> Given passage:
In my teens, I lived through a few years of great sadness and a sense of dread.
It is probably not uncommon for teen girls to become a little depressed with existential angst, but I could not bear the thought of how everything had to end. Every day had to turn into night, every second pass, every living thing die.
I found some solace in the poems of English romantic John Keats, whose preoccupation with exactly those themes of impermanence - and the hope of transcendence through art - spoke so clearly and precisely to me, and articulated perfectly how I felt.
Keats, if anyone, was my first great literary love.
Eventually, I outgrew the adolescent sadness. Experience has that ability to give you resilience. Life moved on and I stopped reading poetry once I no longer had to for English class.
But I reacquainted myself with Keats on a recent trip to the United Kingdom, while surfing Google Maps to find something to do before our Harry Potter Studio Tour in Watford (highly recommended for movie fans).
The little icon said Keats' House.
Whatever else we do, I told my family, I have to go there.
Keats had rented a bedroom and parlour in the house, located in a lovely spot near Hampstead Heath, from 1818 until his untimely death in 1821, aged 25.

> Information provided:
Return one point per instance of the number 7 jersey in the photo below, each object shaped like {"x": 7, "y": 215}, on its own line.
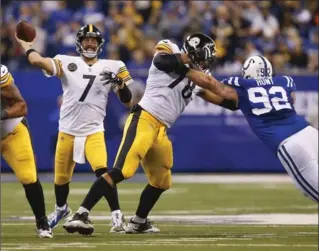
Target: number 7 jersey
{"x": 267, "y": 105}
{"x": 84, "y": 96}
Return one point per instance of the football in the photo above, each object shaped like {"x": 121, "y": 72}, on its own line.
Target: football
{"x": 25, "y": 31}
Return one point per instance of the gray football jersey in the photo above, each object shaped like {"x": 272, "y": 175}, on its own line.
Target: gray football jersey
{"x": 166, "y": 95}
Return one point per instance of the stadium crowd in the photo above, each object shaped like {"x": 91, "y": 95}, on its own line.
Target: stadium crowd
{"x": 286, "y": 32}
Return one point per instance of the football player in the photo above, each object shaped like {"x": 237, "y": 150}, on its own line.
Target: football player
{"x": 16, "y": 149}
{"x": 86, "y": 83}
{"x": 267, "y": 101}
{"x": 168, "y": 91}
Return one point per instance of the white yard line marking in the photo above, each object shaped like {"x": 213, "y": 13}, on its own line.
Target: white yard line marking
{"x": 253, "y": 219}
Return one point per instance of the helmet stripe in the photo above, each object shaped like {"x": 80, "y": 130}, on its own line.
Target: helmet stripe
{"x": 266, "y": 73}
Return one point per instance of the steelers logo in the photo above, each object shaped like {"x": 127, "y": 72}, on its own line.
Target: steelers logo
{"x": 72, "y": 67}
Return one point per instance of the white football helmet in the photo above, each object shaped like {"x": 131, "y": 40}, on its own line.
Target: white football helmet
{"x": 257, "y": 67}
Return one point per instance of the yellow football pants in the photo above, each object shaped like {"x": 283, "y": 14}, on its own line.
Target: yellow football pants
{"x": 145, "y": 140}
{"x": 16, "y": 149}
{"x": 95, "y": 153}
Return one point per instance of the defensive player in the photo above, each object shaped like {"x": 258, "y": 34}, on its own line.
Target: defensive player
{"x": 16, "y": 149}
{"x": 168, "y": 90}
{"x": 267, "y": 102}
{"x": 86, "y": 82}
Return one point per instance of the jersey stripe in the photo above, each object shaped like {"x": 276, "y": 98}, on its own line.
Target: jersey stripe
{"x": 236, "y": 81}
{"x": 291, "y": 81}
{"x": 6, "y": 80}
{"x": 289, "y": 84}
{"x": 58, "y": 65}
{"x": 164, "y": 47}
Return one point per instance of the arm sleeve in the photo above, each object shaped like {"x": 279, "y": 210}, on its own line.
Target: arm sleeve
{"x": 170, "y": 63}
{"x": 6, "y": 77}
{"x": 124, "y": 74}
{"x": 57, "y": 67}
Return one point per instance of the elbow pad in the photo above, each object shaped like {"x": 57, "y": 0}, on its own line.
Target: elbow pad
{"x": 125, "y": 94}
{"x": 229, "y": 104}
{"x": 170, "y": 63}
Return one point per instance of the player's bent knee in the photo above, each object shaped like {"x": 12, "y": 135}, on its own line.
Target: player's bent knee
{"x": 27, "y": 178}
{"x": 163, "y": 181}
{"x": 61, "y": 179}
{"x": 116, "y": 175}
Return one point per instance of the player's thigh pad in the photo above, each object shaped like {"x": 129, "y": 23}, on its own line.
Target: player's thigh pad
{"x": 95, "y": 150}
{"x": 158, "y": 162}
{"x": 299, "y": 156}
{"x": 139, "y": 135}
{"x": 64, "y": 163}
{"x": 17, "y": 151}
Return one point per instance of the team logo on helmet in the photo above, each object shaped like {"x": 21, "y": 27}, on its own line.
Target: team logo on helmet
{"x": 72, "y": 67}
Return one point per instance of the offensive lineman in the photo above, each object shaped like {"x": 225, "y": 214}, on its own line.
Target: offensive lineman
{"x": 86, "y": 82}
{"x": 267, "y": 103}
{"x": 168, "y": 90}
{"x": 16, "y": 149}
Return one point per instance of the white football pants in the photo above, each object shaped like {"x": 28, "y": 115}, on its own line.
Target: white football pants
{"x": 299, "y": 156}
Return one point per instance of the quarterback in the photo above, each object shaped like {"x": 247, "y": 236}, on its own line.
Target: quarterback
{"x": 169, "y": 90}
{"x": 86, "y": 83}
{"x": 16, "y": 149}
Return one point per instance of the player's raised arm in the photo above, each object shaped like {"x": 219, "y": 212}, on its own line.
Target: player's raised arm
{"x": 119, "y": 84}
{"x": 13, "y": 104}
{"x": 49, "y": 65}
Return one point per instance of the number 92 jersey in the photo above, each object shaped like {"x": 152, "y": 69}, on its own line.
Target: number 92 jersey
{"x": 84, "y": 95}
{"x": 166, "y": 94}
{"x": 267, "y": 105}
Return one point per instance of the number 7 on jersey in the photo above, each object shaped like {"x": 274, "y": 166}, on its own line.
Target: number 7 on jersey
{"x": 91, "y": 79}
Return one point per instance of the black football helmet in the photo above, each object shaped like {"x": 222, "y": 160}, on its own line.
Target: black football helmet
{"x": 89, "y": 30}
{"x": 201, "y": 50}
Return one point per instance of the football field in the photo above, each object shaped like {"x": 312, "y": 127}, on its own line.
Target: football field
{"x": 200, "y": 213}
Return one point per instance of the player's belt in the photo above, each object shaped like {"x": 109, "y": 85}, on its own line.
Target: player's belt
{"x": 136, "y": 108}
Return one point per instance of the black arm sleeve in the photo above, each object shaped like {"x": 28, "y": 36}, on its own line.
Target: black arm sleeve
{"x": 229, "y": 104}
{"x": 125, "y": 94}
{"x": 170, "y": 63}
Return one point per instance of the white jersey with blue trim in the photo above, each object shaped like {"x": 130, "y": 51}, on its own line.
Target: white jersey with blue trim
{"x": 267, "y": 104}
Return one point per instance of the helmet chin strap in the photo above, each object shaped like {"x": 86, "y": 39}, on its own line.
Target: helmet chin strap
{"x": 88, "y": 54}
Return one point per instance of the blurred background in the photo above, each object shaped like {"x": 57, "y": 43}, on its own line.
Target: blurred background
{"x": 206, "y": 138}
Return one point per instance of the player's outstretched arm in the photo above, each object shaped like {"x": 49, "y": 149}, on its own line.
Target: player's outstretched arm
{"x": 217, "y": 100}
{"x": 213, "y": 85}
{"x": 35, "y": 58}
{"x": 17, "y": 107}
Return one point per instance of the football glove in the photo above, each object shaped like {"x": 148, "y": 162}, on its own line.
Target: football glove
{"x": 110, "y": 78}
{"x": 201, "y": 54}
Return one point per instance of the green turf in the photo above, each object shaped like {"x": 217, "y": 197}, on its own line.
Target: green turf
{"x": 184, "y": 199}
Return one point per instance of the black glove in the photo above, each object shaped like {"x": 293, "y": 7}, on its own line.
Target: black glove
{"x": 201, "y": 54}
{"x": 110, "y": 78}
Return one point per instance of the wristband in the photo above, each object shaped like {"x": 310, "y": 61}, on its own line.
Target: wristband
{"x": 4, "y": 114}
{"x": 29, "y": 51}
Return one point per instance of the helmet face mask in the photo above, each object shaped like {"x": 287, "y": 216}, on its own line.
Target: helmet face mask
{"x": 89, "y": 31}
{"x": 257, "y": 67}
{"x": 201, "y": 46}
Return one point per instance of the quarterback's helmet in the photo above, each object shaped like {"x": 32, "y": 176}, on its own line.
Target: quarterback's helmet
{"x": 89, "y": 30}
{"x": 257, "y": 67}
{"x": 201, "y": 50}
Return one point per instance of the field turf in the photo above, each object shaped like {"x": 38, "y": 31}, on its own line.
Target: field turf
{"x": 220, "y": 216}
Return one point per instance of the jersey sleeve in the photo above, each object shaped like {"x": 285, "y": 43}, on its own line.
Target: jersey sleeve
{"x": 232, "y": 81}
{"x": 291, "y": 85}
{"x": 124, "y": 74}
{"x": 6, "y": 77}
{"x": 165, "y": 45}
{"x": 56, "y": 62}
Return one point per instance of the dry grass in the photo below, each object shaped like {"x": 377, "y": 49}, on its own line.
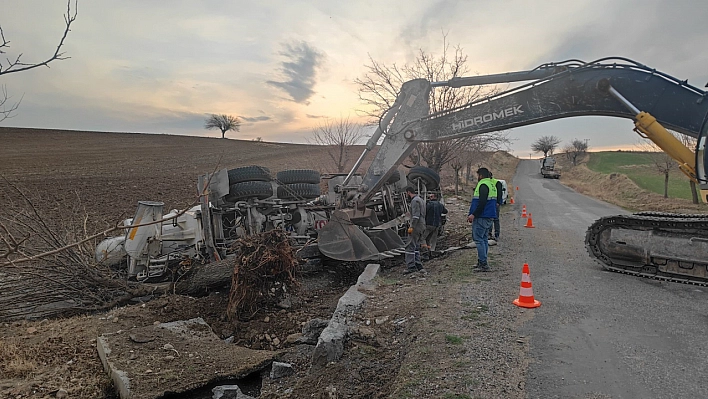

> Brief: Copy out the part of the Keats text that begins with "I found some" and ends with "for English class.", swapping "poetry" for "verse". The items stand on their own and are not connected to the text about Keats.

> Reply:
I found some solace in the poems of English romantic John Keats, whose preoccupation with exactly those themes of impermanence - and the hope of transcendence through art - spoke so clearly and precisely to me, and articulated perfectly how I felt.
Keats, if anyone, was my first great literary love.
Eventually, I outgrew the adolescent sadness. Experience has that ability to give you resilience. Life moved on and I stopped reading verse once I no longer had to for English class.